**What the exercise asks:** Write the next part of the discussion below about reorganizing the build system and testing, picking up after its last comment.

**Excerpt provided:**
::::::

Reorganize build system and testing

j-hui commented 3 years ago

Not quite ready to merge, but ready to review.

There are a few things left that I want to do for this PR:

[x] pretty print the SSM program into the qc-report directory upon failure
[x] add some convenience make methods to compile the generated program in the report directory (instead of manually cp {qc-report,genc}/quickcheckgen.c && make quickcheckgen)
[x] Add timestamps to each invocation
[x] Rename linux platform to simulation
[x] Rename test platform to trace
[x] Add examples/ back in, and use that as starting point for regression test suite
[x] Make regression tests run before arbitrary test
[ ] ~Add regression-edsl test suite~ (punted to when I come up with compiler interface)
[x] Fix this queue issue

And a few things left for later PRs:

Clean up the runtime and its debug API
Clean up the simulation (currently "linux") platform, to be specialized for just running programs in simulation mode
Add Zephyr as a platform to this build system, which will be interesting since it uses a different build system
Add regression-edsl test suite

j-hui commented 3 years ago

From my TODOs:

Add examples/ back in, and use that as starting point for regression test suite

So I've been a little bit stumped about how best to organize this. I'd like to reuse as much of the quickcheck testing facilities I've extracted out so far, so that should probably go in its own subdirectory/library.

I want to have a regression suite directory populated with tricky SSM examples, that can be automatically discovered using hspec-discover, which will use the same quickcheck testing facilities, but specialized to the specific program specified by the regression test. I also want to have these examples out of the way of the main library to reduce compile time/build noise due to BinderAnn output, i.e., stack build shouldn't also compile everything in the regression test suite.

Maybe that should be a PR of its own, since it entails moving around lots of files and package.yaml tweaks. This PR as it is now is already fairly substantial and I don't want to keep it away from the main branch for too long, for fear of potential merge conflicts. @Rewbert , what do you think?

Note that right now, running stack test still yields bugs I haven't tracked down yet. I'll do that this afternoon.

j-hui commented 3 years ago

The way we write regression tests should be largely compatible with #12, as in there should be minimal boilerplate code in the regression test file to run the compiler/run the test.

Rewbert commented 3 years ago

I'll ask Agustin what can be done about the binderann noise :) Maybe he can tell me how to hack on it to silence it a bit more.

::::::

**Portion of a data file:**
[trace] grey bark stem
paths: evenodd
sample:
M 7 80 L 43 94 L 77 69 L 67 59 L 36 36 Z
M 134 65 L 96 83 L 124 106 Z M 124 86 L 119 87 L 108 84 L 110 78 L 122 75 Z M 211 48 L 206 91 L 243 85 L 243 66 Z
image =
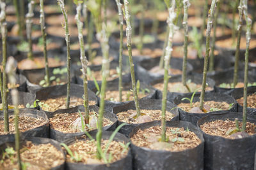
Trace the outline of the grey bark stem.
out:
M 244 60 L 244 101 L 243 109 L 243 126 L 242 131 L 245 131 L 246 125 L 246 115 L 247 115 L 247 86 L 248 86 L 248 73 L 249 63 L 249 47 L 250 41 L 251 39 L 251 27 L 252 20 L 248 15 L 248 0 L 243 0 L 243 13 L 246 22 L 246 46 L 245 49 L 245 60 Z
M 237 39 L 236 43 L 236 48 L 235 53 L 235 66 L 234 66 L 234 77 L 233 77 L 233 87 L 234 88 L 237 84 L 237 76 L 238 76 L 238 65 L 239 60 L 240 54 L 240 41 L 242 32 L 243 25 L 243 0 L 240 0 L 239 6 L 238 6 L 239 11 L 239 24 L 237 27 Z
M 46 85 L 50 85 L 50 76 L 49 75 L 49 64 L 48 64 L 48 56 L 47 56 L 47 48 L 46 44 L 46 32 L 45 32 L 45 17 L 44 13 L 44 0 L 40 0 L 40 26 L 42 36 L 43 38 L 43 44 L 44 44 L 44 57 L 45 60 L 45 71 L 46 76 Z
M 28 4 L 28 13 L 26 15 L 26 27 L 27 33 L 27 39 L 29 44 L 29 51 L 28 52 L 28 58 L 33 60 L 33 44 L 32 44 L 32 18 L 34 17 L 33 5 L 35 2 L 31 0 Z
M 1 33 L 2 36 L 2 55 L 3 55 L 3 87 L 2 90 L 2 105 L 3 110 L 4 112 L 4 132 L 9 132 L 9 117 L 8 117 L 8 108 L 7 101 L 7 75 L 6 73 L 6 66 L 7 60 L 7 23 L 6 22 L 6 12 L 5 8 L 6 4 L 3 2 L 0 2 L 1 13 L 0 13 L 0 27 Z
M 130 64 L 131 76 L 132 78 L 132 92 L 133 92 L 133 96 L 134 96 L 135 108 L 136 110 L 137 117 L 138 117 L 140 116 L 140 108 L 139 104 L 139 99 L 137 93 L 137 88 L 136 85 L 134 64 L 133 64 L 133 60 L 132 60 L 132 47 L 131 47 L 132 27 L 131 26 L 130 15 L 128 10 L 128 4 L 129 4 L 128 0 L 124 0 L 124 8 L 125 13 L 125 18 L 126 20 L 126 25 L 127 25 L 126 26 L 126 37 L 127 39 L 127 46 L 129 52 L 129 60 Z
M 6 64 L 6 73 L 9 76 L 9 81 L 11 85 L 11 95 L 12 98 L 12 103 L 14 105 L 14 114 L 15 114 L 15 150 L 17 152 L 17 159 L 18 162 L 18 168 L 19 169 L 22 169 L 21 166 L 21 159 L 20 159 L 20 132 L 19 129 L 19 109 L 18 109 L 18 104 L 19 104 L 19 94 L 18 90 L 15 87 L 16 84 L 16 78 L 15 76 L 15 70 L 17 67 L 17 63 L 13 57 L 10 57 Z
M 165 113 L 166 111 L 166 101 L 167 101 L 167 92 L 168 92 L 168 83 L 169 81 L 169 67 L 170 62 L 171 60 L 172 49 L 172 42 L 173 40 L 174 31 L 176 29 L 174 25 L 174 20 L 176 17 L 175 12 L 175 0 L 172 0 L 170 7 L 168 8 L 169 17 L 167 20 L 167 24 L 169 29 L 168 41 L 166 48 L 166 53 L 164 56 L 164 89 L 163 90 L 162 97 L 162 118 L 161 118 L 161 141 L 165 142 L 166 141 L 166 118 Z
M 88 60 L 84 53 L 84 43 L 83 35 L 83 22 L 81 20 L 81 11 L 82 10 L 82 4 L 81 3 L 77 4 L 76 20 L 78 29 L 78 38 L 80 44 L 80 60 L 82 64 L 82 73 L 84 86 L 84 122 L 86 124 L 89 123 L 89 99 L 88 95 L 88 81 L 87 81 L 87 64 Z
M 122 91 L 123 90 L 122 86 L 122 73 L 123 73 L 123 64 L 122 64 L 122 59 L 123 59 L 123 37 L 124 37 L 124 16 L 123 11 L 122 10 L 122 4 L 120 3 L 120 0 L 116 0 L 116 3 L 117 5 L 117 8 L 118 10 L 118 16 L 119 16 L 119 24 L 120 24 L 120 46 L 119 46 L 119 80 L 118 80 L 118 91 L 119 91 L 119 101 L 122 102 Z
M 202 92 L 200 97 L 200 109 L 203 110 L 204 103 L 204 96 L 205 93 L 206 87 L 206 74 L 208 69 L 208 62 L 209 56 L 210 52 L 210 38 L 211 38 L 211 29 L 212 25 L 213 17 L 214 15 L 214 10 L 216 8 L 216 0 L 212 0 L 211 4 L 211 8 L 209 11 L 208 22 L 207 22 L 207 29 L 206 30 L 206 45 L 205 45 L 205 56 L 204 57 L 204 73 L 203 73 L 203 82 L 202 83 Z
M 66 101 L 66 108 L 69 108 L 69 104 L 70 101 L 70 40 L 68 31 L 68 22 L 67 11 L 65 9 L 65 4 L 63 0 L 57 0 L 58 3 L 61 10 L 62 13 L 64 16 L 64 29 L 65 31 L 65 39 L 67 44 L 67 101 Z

::::::

**Exercise result:**
I am all for having a regression test suite. I had collected a list of some 30-ish tests that all tested some tricky aspect of the runtime system, but when we changed the internal AST to consider changed to be an expression rather than a statement, the tests became ill-formed. I can try to manually rewrite some of them (the shrunken ones), but some are quite big and can not manually be altered. Not all of these tests will contain changed calls though, since changed has not been the source of every bug :P In a lot of cases they were just shrunk away. One option is to rewrite them all using our EDSL frontend. That way the tests would not be dependent on the internal AST, and would survive future changes as well. This sounds like a far smarter choice. QuickCheck generates programs in the internal representation directly.

sedwards-lab commented 3 years ago

The obvious thing is to write (and maintain) a pretty-printer that can dump the internal AST in the form of a program

Rewbert commented 3 years ago

Right now it's dumping the internal AST. Since our programs will be functions in Haskell, to do that we would need to perhaps use some template Haskell stuff to use quasi quotation to load the Haskell definitions at compile time.

Rewbert commented 3 years ago

Or maybe it can dump some printed Haskell functions to an actual Haskell source file.

j-hui commented 3 years ago

We should dump the internal AST, but make sure that it can be directly reused in a regression test (i.e., we shouldn't have to worry about name clashes when we import things). I think the simpler approach is to just dump it to a Haskell source file.

Rewbert commented 3 years ago

This is almost what we are doing now. The issue is that if we change the internal AST at a later point in time, we have to modify these regressions tests to conform with the new AST.

I've not really seen anyone dump test cases to Haskell Source files before, and I am thinking maybe there's some reason I am not aware of. If we just dump the internal AST we can just dump it to any kind of file and then read it into the heap with read.

j-hui commented 3 years ago

The issue is that if we change the internal AST at a later point in time, we have to modify these regressions tests to conform with the new AST.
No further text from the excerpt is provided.